• [Passage to read]:
========
Ineffective procedures at the Dugway Proving Grounds military lab in Utah are partly in blame for the release of live anthrax spores earlier this year, according to a report released Thursday.
But the Defense Department’s 30-day review failed to find a single root cause behind the shipment of live anthrax to 86 labs in 21 states and the District of Columbia across the U.S., as well as seven foreign countries around the world.
The military ships dead anthrax to labs both to calibrate equipment that detects the spores and to research and develop equipment to better protect troops and the American public from a biological attack with anthrax, which can be fatal. Defense Department labs kill the anthrax with gamma radiation, then culture inactivated bacteria to ensure no spores survived.
In May, however, a lab in Maryland called the Centers for Disease Control and Prevention to report that a sample that was supposed to be irradiated anthrax actually contained some live spores.
The Defense Department’s review of the incident found that more than half of all batches tested at Dugway — 17 out of 33 — tested positive for live anthrax, said Deputy Secretary of Defense Robert Work.
“Obviously, when over half of those anthrax batches that were presumed to be inactivated instead prove to contain live spores, we have a major problem,” Mr. Work said.
Researchers at Dugway used only 5 percent of the total sample when culturing to check for total inactivation — the lowest among Defense Department labs, the report said. It also showed that employees at Dugway only waited a short time between irradiation and viability testing.
“The development and implementation of ineffective irradiation and viability testing procedures took place over the last decade; this represents an institutional problem at [Dugway Proving Grounds] and does not necessarily reflect on any one individual,” the report states.
Four Defense Department labs irradiate and ship anthrax for research. So far, all 86 samples that contained live bacteria came from the Dugway facility.
Mr. Work said there were indicators of a problem at Dugway that officials there should have caught. When asked by investigators how often samples came back positive after irradiation, employees at Dugway said only about 2 or 3 percent tested positive for live spores. Records, however, showed that number was actually closer to 20 percent of samples that were still alive after irradiation.
As a result, the Army is launching an internal investigation that could find an individual at fault for the mistake and take corrective action, Mr. Work said.
Mr. Work also said he expected the number of labs that received live spores to increase as the CDC continues its investigation of secondary labs that my have received a sample from other labs.
The report also placed part of the blame on the broader “scientific community” for not developing better protocols for killing anthrax and called on scientists to issue standards for irradiation and testing.
========
• [Collected data entries]:
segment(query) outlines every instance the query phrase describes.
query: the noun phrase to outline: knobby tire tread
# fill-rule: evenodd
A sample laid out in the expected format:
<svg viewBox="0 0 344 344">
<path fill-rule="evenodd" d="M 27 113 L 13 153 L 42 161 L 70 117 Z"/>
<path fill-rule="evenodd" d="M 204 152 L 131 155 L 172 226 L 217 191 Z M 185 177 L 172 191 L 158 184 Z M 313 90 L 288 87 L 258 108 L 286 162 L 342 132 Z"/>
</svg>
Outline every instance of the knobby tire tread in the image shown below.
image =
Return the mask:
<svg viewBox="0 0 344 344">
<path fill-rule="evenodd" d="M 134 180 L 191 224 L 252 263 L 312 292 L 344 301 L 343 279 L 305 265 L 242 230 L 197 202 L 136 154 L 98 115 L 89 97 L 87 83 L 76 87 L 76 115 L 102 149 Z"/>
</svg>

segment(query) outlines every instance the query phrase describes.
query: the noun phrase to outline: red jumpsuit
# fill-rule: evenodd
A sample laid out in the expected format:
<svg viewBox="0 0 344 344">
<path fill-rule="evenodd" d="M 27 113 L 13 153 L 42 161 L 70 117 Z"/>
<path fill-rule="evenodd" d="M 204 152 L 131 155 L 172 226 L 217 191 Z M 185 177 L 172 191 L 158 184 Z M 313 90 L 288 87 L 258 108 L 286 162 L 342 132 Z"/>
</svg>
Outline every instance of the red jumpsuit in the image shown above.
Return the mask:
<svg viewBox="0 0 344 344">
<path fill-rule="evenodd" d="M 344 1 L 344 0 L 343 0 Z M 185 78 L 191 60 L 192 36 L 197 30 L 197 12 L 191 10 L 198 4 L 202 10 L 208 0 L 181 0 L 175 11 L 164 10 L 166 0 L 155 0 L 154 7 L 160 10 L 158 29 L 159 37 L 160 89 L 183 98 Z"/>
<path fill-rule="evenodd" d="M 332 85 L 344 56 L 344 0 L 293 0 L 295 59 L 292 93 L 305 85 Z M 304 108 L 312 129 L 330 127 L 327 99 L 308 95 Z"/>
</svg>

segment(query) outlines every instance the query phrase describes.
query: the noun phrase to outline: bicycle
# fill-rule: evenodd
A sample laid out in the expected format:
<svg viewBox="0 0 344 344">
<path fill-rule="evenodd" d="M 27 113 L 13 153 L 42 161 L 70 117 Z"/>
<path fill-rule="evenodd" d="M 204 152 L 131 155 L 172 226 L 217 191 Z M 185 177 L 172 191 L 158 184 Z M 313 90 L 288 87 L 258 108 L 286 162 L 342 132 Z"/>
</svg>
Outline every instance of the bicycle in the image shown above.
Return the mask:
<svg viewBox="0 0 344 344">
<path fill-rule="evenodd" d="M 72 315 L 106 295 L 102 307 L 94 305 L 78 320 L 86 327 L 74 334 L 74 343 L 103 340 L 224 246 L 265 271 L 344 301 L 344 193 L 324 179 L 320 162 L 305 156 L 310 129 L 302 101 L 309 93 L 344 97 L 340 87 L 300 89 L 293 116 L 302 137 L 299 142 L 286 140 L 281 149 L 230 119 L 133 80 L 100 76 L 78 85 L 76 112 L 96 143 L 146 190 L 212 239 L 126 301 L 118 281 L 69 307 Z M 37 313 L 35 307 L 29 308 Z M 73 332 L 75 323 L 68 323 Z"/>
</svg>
========
• [What this exercise asks]:
**1.** List every percentage figure that the article on the live anthrax shipments gives.
**2.** In the article on the live anthrax shipments, how many of the batches tested at Dugway tested positive for live anthrax?

• [Task-by-task results]:
**1.**
- 5 percent
- 2 or 3 percent
- 20 percent

**2.** 17 out of 33 batches tested positive for live anthrax.